▼▼▼
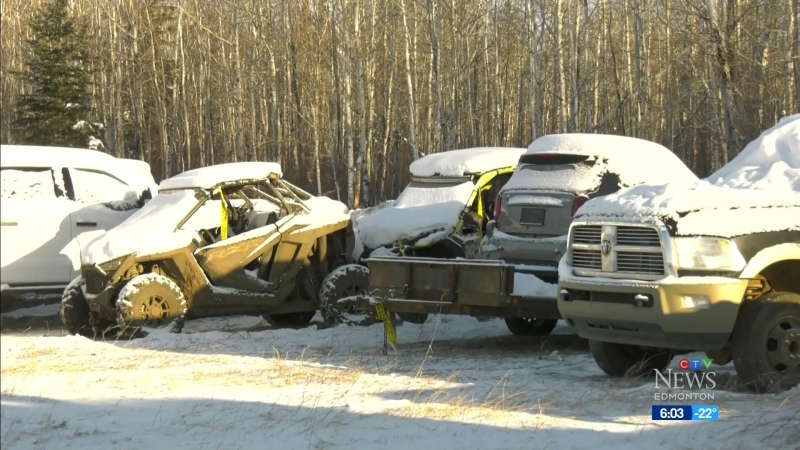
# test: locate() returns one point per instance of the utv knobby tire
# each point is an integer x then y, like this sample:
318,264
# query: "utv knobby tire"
629,361
298,319
150,300
345,281
765,343
307,290
75,313
530,326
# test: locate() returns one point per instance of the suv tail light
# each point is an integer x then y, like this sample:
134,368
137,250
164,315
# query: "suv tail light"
578,202
497,203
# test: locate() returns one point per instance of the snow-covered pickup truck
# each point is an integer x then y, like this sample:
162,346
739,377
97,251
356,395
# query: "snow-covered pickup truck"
711,266
220,240
50,196
516,276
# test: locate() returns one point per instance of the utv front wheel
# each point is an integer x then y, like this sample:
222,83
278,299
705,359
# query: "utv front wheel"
766,342
345,281
620,360
299,319
152,301
530,326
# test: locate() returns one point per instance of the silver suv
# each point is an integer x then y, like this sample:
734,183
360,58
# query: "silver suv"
554,178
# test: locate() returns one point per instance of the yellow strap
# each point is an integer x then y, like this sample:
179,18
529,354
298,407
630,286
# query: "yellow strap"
223,215
388,326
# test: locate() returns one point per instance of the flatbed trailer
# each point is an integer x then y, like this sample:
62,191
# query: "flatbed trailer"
480,288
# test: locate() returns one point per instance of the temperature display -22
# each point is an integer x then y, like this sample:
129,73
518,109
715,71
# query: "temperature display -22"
685,412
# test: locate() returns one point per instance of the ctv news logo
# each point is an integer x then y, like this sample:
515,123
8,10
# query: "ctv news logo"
691,374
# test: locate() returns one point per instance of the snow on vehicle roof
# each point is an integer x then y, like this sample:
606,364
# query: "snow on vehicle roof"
43,156
208,177
416,211
457,163
771,160
635,160
764,177
35,156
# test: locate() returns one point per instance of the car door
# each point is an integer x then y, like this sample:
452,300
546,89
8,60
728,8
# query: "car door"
101,201
35,228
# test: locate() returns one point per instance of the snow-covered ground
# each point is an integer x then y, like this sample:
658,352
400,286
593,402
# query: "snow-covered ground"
454,383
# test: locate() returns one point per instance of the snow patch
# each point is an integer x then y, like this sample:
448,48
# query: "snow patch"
635,160
770,161
456,163
535,200
208,177
416,211
759,191
149,229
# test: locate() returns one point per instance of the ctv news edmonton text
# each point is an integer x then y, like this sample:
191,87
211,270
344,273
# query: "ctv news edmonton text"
691,374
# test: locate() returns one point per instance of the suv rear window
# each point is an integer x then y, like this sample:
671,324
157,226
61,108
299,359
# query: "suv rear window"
27,184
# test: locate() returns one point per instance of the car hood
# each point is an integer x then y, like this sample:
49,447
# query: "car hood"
415,213
149,230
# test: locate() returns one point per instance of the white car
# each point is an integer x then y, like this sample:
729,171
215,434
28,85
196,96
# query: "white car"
51,195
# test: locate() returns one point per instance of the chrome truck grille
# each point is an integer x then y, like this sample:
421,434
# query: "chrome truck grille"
617,251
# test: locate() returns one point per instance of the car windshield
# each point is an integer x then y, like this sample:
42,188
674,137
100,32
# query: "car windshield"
579,174
422,191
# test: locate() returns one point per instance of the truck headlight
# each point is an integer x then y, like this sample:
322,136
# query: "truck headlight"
706,253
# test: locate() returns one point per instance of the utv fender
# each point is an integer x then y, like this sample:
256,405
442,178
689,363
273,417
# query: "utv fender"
769,256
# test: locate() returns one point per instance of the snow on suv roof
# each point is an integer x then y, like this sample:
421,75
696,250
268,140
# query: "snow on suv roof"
208,177
635,160
457,163
43,156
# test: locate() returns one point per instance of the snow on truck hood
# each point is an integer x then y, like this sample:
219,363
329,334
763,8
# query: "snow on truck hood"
457,163
415,212
757,191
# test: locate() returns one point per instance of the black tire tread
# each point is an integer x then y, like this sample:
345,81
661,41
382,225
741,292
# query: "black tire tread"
746,342
75,311
519,326
627,361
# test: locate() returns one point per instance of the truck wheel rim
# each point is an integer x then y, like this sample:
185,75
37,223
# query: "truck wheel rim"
783,344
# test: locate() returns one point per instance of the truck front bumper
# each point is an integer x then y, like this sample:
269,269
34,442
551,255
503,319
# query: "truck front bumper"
687,313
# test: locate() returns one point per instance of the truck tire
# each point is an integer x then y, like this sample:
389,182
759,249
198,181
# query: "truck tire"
75,311
530,326
628,361
345,281
151,300
765,342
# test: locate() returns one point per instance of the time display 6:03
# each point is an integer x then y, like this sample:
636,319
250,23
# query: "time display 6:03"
672,412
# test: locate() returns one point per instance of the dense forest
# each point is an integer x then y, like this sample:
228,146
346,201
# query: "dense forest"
▲▲▲
Directive -
Put every line from the one containing "# test: locate() returns one point per instance of the time" through the last line of the listing into a JSON list of strings, one string per line, leaving out blank lines.

Worked solution -
[
  "# test: locate() returns one point per instance of the time display 6:03",
  "# each point is an integer x then y, like this sample:",
  "636,319",
  "250,23",
  "# query: \"time display 6:03\"",
  "672,412",
  "# test: locate() returns one point per instance of the dense forest",
  "# each point is an integer x then y, like this sample:",
  "228,146",
  "346,201",
  "# query: \"dense forest\""
]